-- STORED DATA follows --
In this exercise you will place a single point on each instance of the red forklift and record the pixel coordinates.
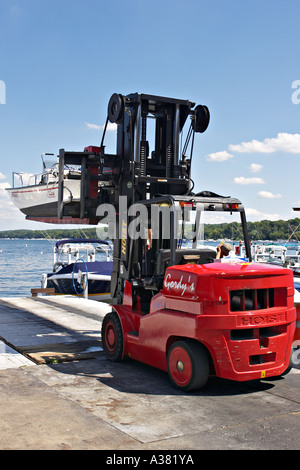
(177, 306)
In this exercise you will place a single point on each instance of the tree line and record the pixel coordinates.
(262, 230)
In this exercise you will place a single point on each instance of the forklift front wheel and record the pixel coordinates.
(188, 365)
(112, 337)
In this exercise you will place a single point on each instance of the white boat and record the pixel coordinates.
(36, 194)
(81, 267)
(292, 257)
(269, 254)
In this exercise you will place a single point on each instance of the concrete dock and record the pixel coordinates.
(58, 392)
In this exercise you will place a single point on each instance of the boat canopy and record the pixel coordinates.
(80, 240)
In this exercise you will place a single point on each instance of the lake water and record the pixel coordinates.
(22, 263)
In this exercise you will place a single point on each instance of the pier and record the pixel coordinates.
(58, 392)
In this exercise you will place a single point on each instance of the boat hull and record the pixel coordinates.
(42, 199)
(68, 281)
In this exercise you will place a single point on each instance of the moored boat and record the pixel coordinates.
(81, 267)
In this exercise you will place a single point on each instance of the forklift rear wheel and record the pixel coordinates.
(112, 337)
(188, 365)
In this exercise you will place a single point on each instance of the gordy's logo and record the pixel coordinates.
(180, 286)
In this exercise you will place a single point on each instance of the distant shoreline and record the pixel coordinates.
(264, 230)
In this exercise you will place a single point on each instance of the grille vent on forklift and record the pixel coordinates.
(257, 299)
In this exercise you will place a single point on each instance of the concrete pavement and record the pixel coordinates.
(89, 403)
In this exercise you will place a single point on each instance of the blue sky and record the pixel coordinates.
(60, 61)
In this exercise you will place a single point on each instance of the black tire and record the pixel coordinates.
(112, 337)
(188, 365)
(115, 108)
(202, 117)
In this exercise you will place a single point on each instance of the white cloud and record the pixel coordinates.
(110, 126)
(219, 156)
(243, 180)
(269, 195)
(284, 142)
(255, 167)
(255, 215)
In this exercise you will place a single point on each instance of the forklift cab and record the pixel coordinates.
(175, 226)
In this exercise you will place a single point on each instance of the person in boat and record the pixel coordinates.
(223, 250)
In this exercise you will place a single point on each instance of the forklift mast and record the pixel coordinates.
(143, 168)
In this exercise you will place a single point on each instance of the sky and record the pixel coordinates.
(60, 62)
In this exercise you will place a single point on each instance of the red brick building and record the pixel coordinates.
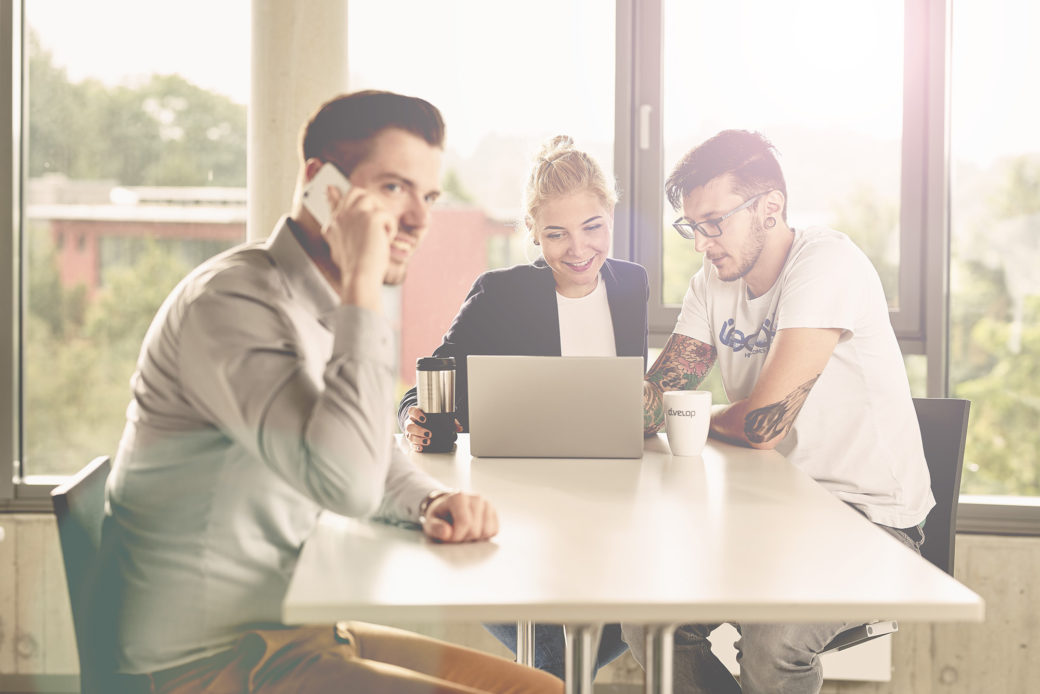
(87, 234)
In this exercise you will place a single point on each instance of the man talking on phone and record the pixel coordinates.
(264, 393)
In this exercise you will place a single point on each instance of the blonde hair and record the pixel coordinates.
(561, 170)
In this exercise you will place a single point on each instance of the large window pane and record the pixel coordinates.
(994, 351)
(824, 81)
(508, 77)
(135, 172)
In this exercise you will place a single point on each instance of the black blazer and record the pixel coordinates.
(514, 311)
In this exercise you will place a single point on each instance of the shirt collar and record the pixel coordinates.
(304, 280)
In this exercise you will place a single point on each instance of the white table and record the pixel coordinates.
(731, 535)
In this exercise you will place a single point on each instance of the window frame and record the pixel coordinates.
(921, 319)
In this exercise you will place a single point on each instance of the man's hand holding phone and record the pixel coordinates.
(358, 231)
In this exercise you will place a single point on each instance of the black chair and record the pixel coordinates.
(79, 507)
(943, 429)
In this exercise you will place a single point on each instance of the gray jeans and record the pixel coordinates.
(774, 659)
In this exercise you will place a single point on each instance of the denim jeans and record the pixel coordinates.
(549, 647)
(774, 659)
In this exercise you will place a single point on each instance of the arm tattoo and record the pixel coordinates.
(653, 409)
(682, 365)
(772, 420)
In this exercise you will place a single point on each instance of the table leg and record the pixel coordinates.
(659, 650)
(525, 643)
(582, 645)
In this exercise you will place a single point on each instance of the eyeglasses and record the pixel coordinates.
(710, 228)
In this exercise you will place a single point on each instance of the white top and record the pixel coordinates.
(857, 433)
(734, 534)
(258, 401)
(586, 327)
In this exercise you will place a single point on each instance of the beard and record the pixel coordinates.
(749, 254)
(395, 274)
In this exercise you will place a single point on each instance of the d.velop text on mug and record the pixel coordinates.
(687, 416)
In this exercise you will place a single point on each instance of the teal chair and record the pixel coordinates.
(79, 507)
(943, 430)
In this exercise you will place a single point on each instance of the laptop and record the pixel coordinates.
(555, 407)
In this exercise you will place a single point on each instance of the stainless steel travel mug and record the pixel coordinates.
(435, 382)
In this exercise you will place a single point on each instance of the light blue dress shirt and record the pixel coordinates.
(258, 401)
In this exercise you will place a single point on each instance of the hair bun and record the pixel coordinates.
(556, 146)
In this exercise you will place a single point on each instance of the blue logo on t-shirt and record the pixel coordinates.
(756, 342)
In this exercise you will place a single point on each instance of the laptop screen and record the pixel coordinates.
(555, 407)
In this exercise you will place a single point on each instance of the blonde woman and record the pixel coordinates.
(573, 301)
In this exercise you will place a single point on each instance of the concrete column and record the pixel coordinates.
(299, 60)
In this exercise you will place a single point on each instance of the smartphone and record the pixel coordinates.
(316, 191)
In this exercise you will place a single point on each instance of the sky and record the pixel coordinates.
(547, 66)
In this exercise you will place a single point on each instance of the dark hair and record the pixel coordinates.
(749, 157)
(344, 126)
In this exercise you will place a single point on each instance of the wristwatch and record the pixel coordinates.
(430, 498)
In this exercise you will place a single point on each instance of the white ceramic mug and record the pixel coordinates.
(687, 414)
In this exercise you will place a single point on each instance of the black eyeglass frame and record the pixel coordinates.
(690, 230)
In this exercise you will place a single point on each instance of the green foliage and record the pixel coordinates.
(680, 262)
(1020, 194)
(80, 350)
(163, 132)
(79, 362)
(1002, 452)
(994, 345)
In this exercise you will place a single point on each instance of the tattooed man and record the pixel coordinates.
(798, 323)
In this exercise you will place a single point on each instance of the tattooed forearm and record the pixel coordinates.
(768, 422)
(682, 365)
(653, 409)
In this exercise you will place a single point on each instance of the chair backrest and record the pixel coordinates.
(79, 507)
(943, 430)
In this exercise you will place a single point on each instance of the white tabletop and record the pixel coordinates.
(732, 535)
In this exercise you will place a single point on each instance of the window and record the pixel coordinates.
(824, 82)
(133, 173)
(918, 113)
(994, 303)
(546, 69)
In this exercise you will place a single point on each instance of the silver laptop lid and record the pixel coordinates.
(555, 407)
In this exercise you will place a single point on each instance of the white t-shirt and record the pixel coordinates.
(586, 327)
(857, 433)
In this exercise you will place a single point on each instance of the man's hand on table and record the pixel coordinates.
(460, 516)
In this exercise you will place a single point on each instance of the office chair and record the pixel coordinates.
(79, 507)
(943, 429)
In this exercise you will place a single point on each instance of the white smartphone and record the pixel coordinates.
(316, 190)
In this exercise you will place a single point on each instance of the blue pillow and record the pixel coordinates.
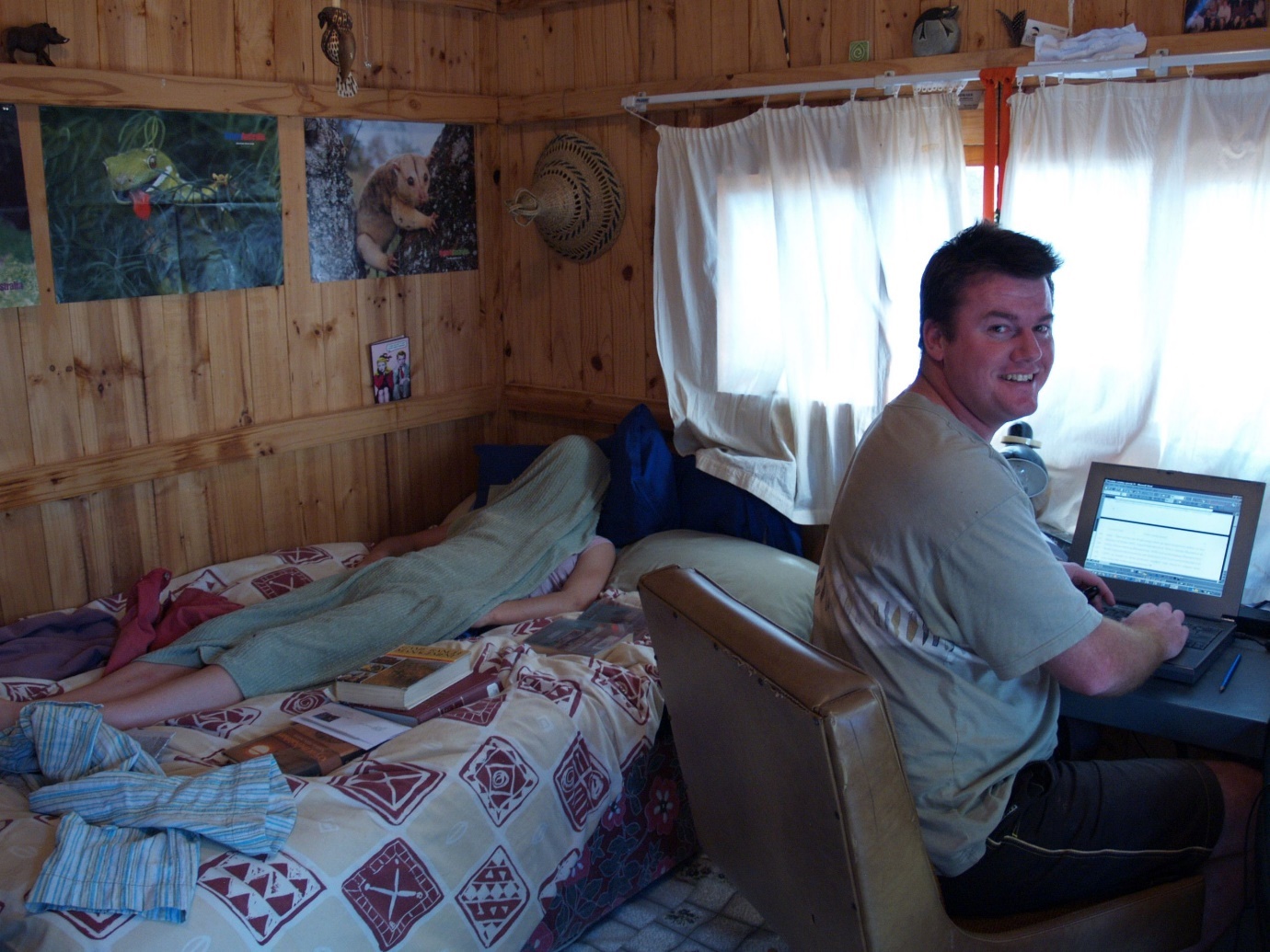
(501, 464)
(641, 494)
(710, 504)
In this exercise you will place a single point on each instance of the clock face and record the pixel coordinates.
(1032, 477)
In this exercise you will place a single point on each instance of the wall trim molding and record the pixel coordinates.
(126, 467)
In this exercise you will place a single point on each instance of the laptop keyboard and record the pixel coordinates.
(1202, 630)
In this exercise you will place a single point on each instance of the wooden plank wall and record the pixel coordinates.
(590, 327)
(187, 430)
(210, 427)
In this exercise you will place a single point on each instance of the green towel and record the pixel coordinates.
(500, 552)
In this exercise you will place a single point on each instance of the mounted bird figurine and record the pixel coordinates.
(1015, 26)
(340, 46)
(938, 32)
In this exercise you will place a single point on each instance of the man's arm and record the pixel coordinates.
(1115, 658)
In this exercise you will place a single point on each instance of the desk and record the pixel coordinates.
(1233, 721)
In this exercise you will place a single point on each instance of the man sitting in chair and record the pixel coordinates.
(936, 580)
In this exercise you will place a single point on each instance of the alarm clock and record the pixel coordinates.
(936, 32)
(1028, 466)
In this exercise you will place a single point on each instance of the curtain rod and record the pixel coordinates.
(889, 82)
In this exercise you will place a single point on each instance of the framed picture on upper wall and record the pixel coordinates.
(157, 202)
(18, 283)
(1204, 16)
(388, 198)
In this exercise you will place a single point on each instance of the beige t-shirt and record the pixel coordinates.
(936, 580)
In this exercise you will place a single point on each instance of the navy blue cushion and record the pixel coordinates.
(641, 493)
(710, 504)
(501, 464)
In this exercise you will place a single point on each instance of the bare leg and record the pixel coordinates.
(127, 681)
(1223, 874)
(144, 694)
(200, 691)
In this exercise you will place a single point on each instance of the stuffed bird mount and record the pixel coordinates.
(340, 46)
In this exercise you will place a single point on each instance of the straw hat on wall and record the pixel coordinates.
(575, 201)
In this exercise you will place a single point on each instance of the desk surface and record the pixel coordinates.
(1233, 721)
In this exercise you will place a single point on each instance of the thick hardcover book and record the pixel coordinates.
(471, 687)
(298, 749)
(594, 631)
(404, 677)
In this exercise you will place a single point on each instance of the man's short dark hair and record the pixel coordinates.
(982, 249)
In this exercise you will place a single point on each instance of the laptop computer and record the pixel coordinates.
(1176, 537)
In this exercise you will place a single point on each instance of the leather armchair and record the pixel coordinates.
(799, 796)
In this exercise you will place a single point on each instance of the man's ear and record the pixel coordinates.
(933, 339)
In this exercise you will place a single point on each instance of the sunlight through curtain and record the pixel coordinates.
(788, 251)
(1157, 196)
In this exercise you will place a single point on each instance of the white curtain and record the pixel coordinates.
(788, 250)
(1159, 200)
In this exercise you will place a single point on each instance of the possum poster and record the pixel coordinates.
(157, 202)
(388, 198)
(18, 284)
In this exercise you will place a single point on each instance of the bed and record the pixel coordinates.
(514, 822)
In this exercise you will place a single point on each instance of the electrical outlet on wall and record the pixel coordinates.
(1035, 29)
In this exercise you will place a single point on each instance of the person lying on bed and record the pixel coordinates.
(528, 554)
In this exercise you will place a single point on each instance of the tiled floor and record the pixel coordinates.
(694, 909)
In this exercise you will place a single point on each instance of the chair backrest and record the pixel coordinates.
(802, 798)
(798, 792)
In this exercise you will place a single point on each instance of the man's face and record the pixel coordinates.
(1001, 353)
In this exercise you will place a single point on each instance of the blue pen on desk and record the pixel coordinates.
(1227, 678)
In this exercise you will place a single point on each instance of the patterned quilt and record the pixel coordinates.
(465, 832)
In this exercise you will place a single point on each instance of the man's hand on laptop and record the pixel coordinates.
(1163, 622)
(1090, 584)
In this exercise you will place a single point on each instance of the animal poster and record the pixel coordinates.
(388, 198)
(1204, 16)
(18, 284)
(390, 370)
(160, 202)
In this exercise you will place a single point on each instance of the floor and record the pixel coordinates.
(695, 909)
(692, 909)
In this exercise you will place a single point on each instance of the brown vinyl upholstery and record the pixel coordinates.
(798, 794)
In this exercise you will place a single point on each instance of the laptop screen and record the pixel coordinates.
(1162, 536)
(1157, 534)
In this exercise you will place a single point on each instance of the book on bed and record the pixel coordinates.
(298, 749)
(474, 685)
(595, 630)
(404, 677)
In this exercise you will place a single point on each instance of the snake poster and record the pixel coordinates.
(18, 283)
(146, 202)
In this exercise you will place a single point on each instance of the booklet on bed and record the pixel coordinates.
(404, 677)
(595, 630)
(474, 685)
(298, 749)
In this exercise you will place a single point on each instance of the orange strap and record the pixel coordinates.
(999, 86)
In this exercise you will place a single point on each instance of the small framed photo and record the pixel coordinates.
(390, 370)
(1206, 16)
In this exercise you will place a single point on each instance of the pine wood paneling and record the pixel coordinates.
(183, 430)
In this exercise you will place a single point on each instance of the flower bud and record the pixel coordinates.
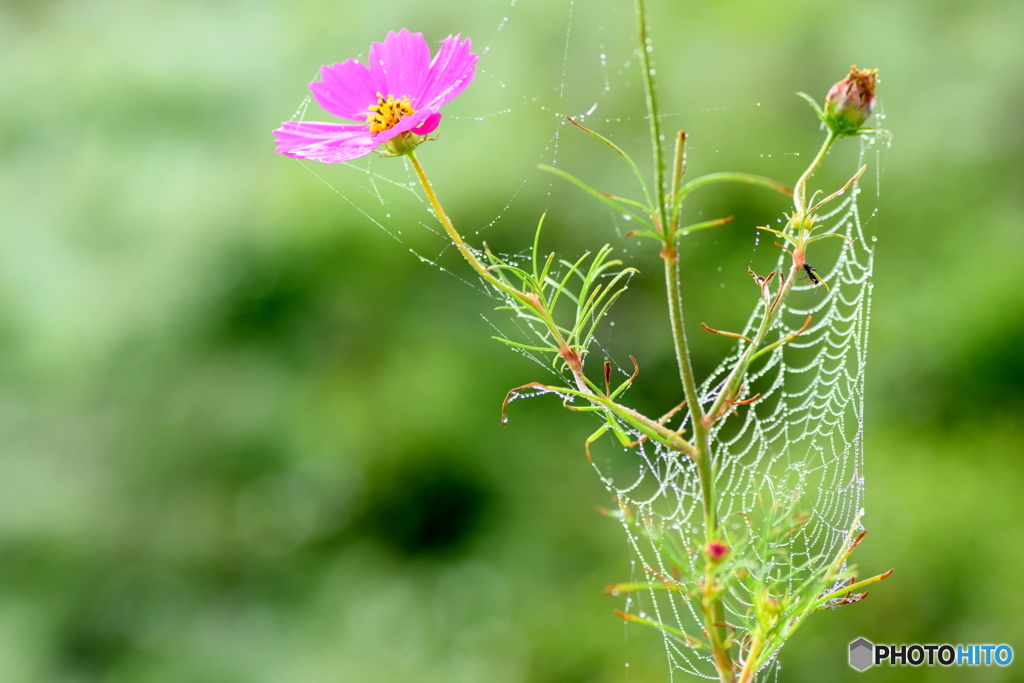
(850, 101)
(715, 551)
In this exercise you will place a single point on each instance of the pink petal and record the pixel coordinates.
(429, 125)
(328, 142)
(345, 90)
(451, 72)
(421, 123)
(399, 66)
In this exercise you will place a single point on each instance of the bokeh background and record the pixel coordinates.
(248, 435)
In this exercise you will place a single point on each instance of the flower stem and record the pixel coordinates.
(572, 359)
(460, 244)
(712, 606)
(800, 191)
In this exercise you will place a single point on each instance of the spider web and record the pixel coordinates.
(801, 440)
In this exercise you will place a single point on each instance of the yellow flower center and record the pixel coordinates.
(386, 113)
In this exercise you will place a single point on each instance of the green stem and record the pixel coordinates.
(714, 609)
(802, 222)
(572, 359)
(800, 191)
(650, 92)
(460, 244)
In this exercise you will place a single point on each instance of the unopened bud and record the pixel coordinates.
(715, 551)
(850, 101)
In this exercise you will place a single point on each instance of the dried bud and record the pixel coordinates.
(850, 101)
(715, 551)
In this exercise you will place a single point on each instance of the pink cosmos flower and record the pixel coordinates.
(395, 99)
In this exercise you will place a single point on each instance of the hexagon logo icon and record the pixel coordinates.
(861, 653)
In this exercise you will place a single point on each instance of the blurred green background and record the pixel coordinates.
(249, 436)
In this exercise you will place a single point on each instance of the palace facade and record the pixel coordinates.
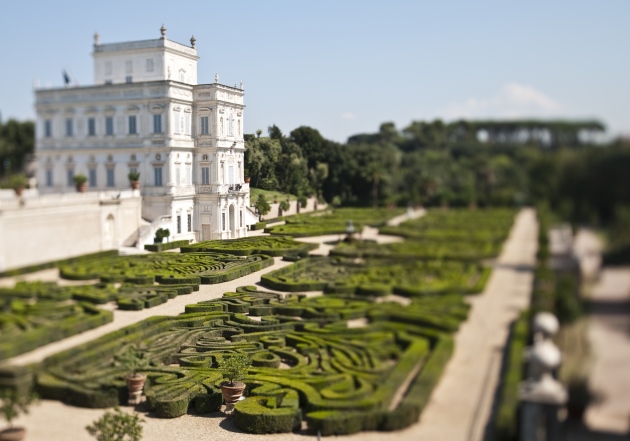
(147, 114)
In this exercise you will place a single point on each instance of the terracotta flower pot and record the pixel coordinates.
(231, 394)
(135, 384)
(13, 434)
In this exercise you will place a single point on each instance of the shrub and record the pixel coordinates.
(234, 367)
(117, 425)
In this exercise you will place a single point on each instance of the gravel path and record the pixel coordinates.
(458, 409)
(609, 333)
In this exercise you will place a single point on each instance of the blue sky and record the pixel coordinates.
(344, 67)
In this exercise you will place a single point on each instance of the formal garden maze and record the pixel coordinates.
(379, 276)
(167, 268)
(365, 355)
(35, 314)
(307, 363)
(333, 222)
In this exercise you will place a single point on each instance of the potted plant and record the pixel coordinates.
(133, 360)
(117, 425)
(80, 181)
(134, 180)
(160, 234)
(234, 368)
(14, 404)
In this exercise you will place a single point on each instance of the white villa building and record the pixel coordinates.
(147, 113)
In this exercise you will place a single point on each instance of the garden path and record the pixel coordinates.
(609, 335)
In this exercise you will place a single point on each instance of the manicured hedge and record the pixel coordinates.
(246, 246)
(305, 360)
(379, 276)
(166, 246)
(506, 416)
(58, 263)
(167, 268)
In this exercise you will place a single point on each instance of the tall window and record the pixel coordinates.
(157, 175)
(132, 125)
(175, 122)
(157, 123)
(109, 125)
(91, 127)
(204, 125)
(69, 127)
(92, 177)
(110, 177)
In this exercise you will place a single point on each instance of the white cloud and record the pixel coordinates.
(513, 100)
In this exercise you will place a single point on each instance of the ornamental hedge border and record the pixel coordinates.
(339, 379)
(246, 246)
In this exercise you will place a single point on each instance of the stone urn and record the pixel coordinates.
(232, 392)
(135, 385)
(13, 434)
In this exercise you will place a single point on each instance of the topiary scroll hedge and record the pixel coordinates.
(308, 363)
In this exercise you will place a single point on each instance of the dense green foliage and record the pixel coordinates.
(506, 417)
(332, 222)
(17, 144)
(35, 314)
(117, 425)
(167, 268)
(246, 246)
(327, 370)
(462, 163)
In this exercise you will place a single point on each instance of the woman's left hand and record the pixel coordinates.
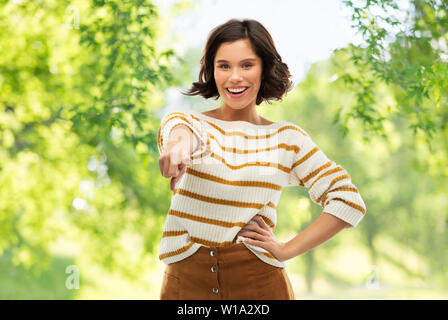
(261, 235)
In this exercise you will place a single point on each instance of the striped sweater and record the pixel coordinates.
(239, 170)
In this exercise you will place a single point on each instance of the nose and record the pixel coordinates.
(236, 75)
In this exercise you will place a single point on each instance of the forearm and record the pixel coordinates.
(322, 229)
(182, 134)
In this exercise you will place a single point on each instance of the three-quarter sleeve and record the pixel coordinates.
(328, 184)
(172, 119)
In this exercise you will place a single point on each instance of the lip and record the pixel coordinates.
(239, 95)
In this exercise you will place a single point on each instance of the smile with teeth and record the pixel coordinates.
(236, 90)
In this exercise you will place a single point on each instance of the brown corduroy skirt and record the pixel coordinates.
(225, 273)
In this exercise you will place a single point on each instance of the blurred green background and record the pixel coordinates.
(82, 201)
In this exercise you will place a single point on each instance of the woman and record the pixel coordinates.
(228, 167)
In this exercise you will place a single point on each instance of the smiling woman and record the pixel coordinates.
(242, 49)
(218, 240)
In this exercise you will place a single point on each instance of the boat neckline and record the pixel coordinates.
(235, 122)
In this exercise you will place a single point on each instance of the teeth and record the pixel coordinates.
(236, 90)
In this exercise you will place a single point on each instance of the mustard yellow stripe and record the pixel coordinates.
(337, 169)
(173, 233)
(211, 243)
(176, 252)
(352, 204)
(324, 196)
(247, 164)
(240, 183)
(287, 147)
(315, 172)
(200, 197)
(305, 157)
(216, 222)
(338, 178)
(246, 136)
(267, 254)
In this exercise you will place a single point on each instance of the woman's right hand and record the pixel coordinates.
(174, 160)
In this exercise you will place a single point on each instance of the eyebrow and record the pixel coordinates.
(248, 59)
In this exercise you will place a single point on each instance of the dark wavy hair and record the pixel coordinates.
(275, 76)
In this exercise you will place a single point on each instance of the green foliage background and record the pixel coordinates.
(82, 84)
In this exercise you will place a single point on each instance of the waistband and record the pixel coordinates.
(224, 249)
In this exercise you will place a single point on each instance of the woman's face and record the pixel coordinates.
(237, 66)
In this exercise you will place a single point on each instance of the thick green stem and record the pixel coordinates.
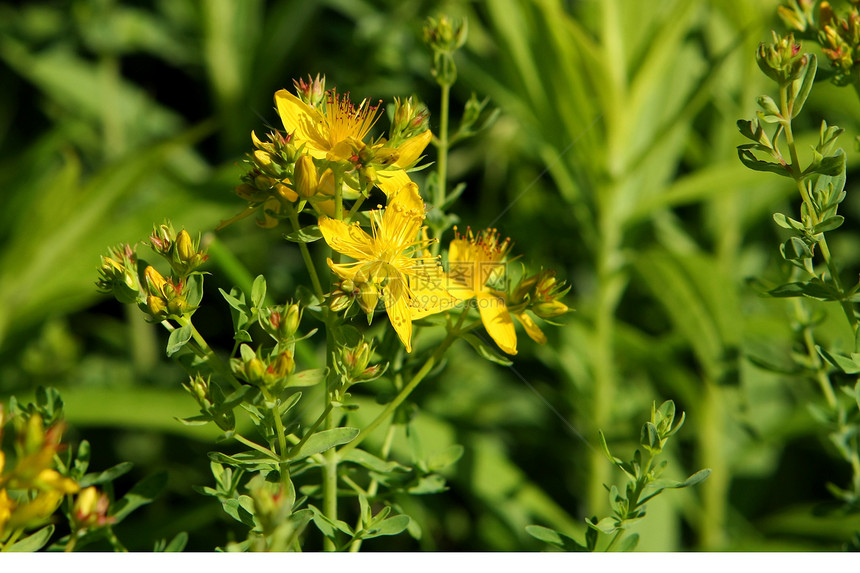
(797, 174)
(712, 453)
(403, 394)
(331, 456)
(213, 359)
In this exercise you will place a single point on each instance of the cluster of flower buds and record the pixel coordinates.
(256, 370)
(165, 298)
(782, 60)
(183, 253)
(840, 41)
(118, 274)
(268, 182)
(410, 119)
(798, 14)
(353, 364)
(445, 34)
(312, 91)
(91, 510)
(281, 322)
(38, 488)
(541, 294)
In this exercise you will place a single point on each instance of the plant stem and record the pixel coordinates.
-- STORED DATA concluded --
WHAT IS BEING ASKED: Every line from the one containing "woman's face and record the pixel coordinates." through the last line of the data, both included, is to be repeated exactly; the pictures are to be left out.

ANSWER BOX:
In this exercise you will place a single point on each instance of the woman's face and record the pixel coordinates.
(237, 66)
In this exercise you will place a single point on each instance of the thick green stem and record the pixel coordinates.
(797, 174)
(712, 453)
(403, 394)
(331, 456)
(213, 359)
In this exercise you will place a single point on each instance of the cluster of flower buds and record the pixel coordinates.
(256, 370)
(165, 298)
(782, 60)
(183, 253)
(840, 41)
(118, 274)
(268, 182)
(410, 119)
(798, 14)
(353, 364)
(445, 34)
(312, 91)
(91, 510)
(281, 322)
(38, 488)
(541, 294)
In this exercise you will place a single point on each instance of the plant stem and record the pixel coordinates.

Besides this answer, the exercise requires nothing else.